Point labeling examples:
....
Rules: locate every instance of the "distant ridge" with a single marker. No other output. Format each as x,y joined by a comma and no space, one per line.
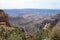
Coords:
18,12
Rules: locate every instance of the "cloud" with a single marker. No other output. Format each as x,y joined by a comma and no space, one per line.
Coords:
19,4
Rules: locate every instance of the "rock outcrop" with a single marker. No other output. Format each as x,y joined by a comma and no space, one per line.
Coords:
4,18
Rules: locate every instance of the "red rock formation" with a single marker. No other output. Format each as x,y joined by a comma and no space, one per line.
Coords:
4,18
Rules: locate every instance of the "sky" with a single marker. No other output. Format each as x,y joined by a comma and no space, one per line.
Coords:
34,4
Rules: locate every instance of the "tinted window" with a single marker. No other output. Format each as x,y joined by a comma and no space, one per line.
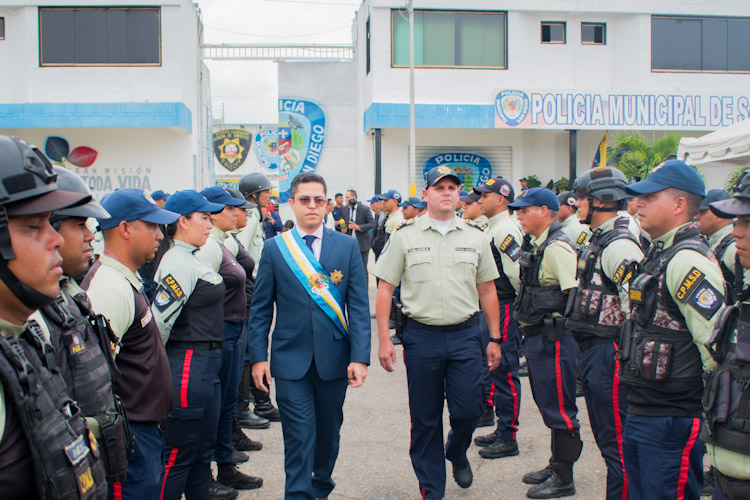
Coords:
99,36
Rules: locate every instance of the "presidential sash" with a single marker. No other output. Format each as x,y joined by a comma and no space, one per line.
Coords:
313,278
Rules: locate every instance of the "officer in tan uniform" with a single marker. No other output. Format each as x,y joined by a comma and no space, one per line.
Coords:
445,268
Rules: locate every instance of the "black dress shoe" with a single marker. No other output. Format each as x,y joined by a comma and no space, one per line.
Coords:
499,449
538,477
230,476
462,474
486,440
217,491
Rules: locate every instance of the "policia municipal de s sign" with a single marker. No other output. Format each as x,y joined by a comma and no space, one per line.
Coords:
46,447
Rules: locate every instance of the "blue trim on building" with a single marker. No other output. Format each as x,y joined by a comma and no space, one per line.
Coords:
385,115
96,115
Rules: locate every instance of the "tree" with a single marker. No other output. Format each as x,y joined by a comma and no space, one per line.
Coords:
635,157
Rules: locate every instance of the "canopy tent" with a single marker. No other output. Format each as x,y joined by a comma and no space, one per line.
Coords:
729,146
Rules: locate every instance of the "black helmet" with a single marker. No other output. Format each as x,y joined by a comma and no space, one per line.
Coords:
253,183
69,181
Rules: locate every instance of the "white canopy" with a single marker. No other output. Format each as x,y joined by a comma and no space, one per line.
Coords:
728,146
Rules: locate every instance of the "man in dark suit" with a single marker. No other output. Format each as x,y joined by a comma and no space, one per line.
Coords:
360,223
315,278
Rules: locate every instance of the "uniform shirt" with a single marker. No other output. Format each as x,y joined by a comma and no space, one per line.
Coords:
614,254
500,227
394,219
578,233
438,273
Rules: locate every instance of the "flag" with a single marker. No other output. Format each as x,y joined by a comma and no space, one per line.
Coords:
600,158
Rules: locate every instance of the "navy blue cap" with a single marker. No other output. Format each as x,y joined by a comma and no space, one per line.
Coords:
391,194
189,201
131,204
159,195
712,196
410,201
537,197
436,174
670,174
215,194
497,185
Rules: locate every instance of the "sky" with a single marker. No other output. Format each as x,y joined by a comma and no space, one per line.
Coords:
246,92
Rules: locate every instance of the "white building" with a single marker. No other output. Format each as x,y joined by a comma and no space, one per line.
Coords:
122,78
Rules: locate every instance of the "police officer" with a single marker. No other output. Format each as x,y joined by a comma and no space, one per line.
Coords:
548,273
82,339
505,241
41,426
675,298
719,233
578,233
131,237
599,307
725,428
445,268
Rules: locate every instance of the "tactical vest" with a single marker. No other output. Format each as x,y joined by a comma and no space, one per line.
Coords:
65,454
77,335
657,350
726,398
596,306
535,303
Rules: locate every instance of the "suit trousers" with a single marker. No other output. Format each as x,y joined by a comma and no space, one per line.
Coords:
311,412
442,365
....
What you need to do:
Copy the material above exactly and drop the pictures.

Answer:
Rules: locate every instance of the "distant ridge" with a single marker. No other output. Format each as x,y joined by a comma and no space, one per line.
Coords:
18,12
Rules: locate every instance of the "cloud" with a single marker. No other output. Format each as x,y joined by a comma and no space, one per line.
Coords:
19,4
Rules: locate every instance of the "rock outcrop" with a single marker. No other output. Format each as x,y joined by a comma and no space, one per line.
Coords:
4,18
Rules: locate every instance of the "red rock formation" with a single marker. No other output. Format each as x,y joined by a comma and no space, one per line.
Coords:
4,18
Rules: locate every instance of the "sky" with a single marker. No other output. Format each as x,y joined by a comma and no space, one per line.
Coords:
34,4
Rules: locate every instance of the "tinted window" with a single marker. No other output. Format each as x,y joined by a comma and no space, one per line.
Coords:
99,36
Rules: locate every instance of the "presidential sash" with a single marker. No other output. Format each as x,y joined by a comma and no space, one per line.
Coords:
313,278
Rules: locate every instance of the "officer in tan uniform" with a single marker. No other output. Format each as x,y joined by a comma and no space, one per line.
Coords:
445,268
Rules: locate every instance of the "black dress shoe" with a single marker. No other output. Format each as x,y joined by a comma and no space, one per line.
Coords:
499,449
538,477
230,476
462,474
486,440
217,491
Rules: locate every instance of the "policia municipal de s sign" with a single marker. No other output. Format each as x,y joined by a comma and no space, one per line.
Coords:
46,447
Rules: locate every instance of the "blue trim on building" with a single marker. No other output. Format each as x,y joined by a comma and no space, one per line.
Coords:
385,115
96,115
Rules: locate every instance of the "tree" with a single marker. No other output. Format each as x,y joined by a comma and no space, one per line.
Coords:
635,157
Rules: locate every instance of the "canopy tent" with a single marker. No other output. Format each as x,y joined by a comma and no space, one per line.
Coords:
729,146
Rules: locate every instance of the "black helmet" with a single marker. No other output. Format each as x,y joined by a comma and no space, one per line.
Coords:
253,183
69,181
Rules: locate every instance of the "white canopy" with a single marker. No other output. Format each as x,y joined by a comma and no space, one per line.
Coords:
728,146
Rules: locate every instance of the "man in dark suit" with a single marker. No other output. Format each as x,y joined by a comma and no space, one per line.
Coords:
360,223
315,278
Rules: locate every instance of the "uniform shirt" with a single marker. No other output. Format each as x,y joined by a comma and no space, one per line.
Coords:
614,254
500,227
394,219
578,233
438,273
Rules: locate every instance of the "flag" with a single marker. No other output. Format each as x,y joined by a comma and no space, one per line.
Coords:
600,158
Rules: locate every instance of the "navy blue cap" with a single marker. No other output. Format each as x,y joined by a comma and no space, one per line.
Coords:
391,194
189,201
131,204
159,195
712,196
410,201
537,197
436,174
670,174
215,194
497,185
Rules: locate every instance of the "sky" with a single marker. No other output. Format each as x,y joined by a comma and no space, one per line.
Coords:
246,92
Rules: locate every instance of the "white building" with a single marker. No other output. Format each as x,y joined by a comma and no space, one per line.
Coords:
122,78
Rules: locate every instance of the "police officer" with a single marker. No other output. Format each as x,y joined by a comma and no space, one per line.
Coords:
548,273
82,339
505,241
41,426
675,298
719,233
578,233
131,237
599,307
725,428
445,268
Rules: locate every instance of the "tactical vest" with a single marker. No other output. Format each as x,y joined by a comma and no space, one per line.
Coords:
65,454
77,335
657,350
726,398
596,306
535,303
Rules: locate every instance of the "suit trousers" with a single marker. No other output. Format each as x,y joined by a comma and no space, one per line.
Coords:
311,412
442,365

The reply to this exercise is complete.